--- TASK INPUTS Enclosed Below ---

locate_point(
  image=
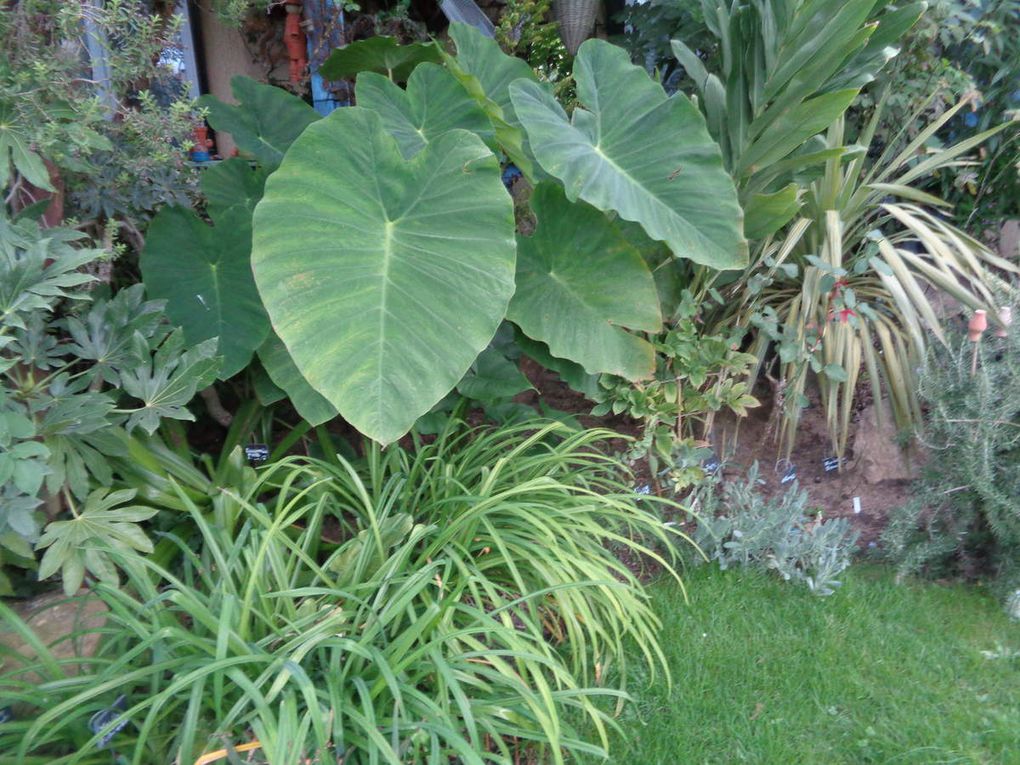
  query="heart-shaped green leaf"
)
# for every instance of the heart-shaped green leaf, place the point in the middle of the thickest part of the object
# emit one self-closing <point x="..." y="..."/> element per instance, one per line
<point x="265" y="121"/>
<point x="380" y="54"/>
<point x="385" y="277"/>
<point x="486" y="71"/>
<point x="640" y="153"/>
<point x="204" y="274"/>
<point x="578" y="283"/>
<point x="278" y="365"/>
<point x="434" y="103"/>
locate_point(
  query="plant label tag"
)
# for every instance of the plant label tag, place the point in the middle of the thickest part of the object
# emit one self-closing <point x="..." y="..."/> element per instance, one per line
<point x="257" y="453"/>
<point x="104" y="717"/>
<point x="831" y="463"/>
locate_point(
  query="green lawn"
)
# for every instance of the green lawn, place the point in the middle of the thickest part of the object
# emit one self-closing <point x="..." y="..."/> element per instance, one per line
<point x="765" y="672"/>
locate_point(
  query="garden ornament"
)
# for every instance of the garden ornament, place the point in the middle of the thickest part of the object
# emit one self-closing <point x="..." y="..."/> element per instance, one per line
<point x="576" y="17"/>
<point x="202" y="149"/>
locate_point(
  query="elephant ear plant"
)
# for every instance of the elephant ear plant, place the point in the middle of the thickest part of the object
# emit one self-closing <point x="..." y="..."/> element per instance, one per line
<point x="385" y="249"/>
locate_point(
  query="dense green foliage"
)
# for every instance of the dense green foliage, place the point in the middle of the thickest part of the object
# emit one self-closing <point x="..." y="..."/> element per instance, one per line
<point x="390" y="610"/>
<point x="80" y="371"/>
<point x="877" y="673"/>
<point x="90" y="89"/>
<point x="963" y="517"/>
<point x="408" y="279"/>
<point x="738" y="525"/>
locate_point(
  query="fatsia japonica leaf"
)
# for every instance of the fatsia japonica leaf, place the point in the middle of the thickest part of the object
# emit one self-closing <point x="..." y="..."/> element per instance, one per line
<point x="82" y="544"/>
<point x="630" y="149"/>
<point x="204" y="274"/>
<point x="104" y="335"/>
<point x="169" y="380"/>
<point x="381" y="54"/>
<point x="264" y="123"/>
<point x="579" y="283"/>
<point x="434" y="103"/>
<point x="385" y="277"/>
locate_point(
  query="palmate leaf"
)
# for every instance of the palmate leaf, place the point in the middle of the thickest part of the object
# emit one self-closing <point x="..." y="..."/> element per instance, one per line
<point x="434" y="103"/>
<point x="578" y="284"/>
<point x="105" y="335"/>
<point x="169" y="381"/>
<point x="380" y="54"/>
<point x="636" y="152"/>
<point x="38" y="268"/>
<point x="15" y="149"/>
<point x="204" y="274"/>
<point x="265" y="122"/>
<point x="385" y="277"/>
<point x="75" y="546"/>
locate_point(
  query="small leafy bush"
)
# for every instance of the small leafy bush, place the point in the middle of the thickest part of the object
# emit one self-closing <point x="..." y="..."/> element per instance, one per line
<point x="80" y="369"/>
<point x="453" y="603"/>
<point x="737" y="525"/>
<point x="964" y="517"/>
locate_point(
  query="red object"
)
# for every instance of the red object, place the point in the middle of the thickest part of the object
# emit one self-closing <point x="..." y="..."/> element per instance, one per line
<point x="297" y="43"/>
<point x="202" y="141"/>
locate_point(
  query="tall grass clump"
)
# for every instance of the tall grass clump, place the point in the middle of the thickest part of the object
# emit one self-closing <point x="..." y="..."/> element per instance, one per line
<point x="455" y="602"/>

--- End of Enclosed TASK INPUTS ---

§ ASSIGNED TASK: Search the lines above for the string "query", then show every one that has it.

§ WRITTEN SOLUTION:
  query="heart-shaped green leaf"
  query="plant label tag"
  query="green lawn"
  query="garden ornament"
  query="elephant ear plant"
  query="dense green foliage"
  query="fatsia japonica leaf"
  query="palmate leaf"
  query="small leafy bush"
  query="red object"
  query="tall grass clump"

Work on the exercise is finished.